§ **Assigned task**:
Give back, unchanged, each line from the one containing "of the forest" through the last line of the entries below.

§ **Given entries**:
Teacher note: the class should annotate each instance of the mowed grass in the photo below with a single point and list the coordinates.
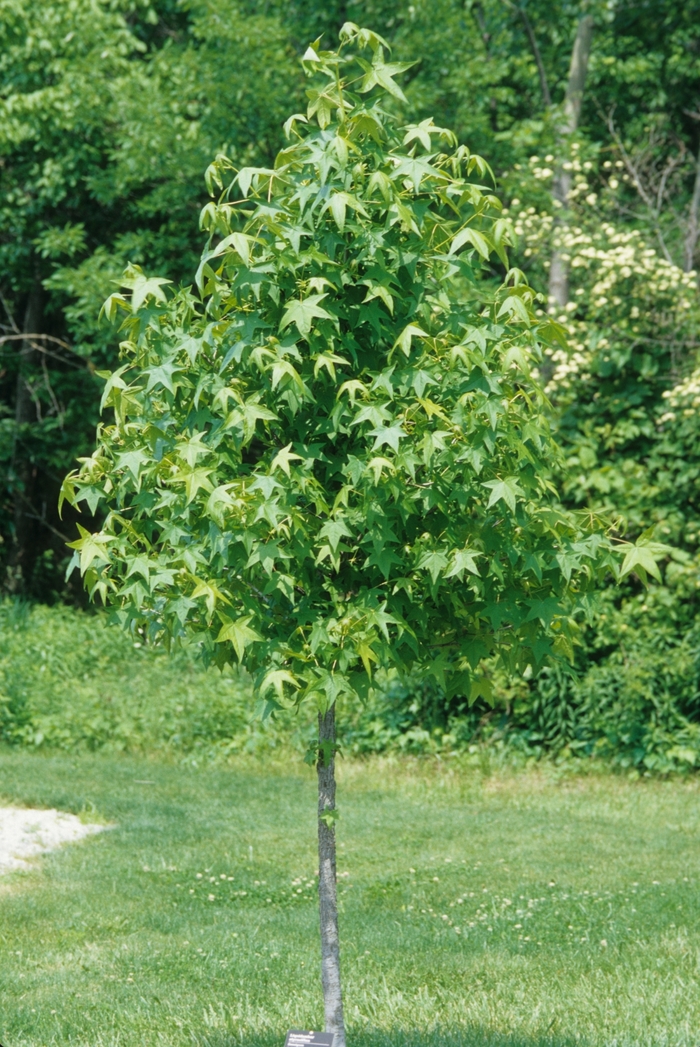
(504, 910)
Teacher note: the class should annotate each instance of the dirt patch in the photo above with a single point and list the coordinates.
(25, 834)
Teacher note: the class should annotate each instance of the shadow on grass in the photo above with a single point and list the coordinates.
(470, 1036)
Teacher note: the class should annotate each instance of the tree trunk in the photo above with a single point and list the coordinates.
(693, 226)
(21, 556)
(559, 276)
(328, 898)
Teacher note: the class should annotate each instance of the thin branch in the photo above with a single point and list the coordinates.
(537, 54)
(693, 225)
(544, 87)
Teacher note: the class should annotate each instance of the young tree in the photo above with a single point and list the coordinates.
(331, 457)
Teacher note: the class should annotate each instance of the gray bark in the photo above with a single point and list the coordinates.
(693, 226)
(559, 276)
(328, 898)
(21, 556)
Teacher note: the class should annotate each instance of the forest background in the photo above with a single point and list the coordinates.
(589, 114)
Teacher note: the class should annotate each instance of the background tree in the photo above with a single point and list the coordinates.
(332, 457)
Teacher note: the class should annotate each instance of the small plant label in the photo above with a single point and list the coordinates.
(296, 1038)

§ **Response**:
Teacher note: the class should annotate each instance of the forest background in the photo above with a single point and list the coordinates.
(589, 114)
Teacher note: the class should annotate each instance of the background tree in the photo above with a single point and list the coordinates.
(332, 457)
Teacher note: the class should annotate each instance of the small plant label in the photo above with a single point and list the coordinates.
(296, 1038)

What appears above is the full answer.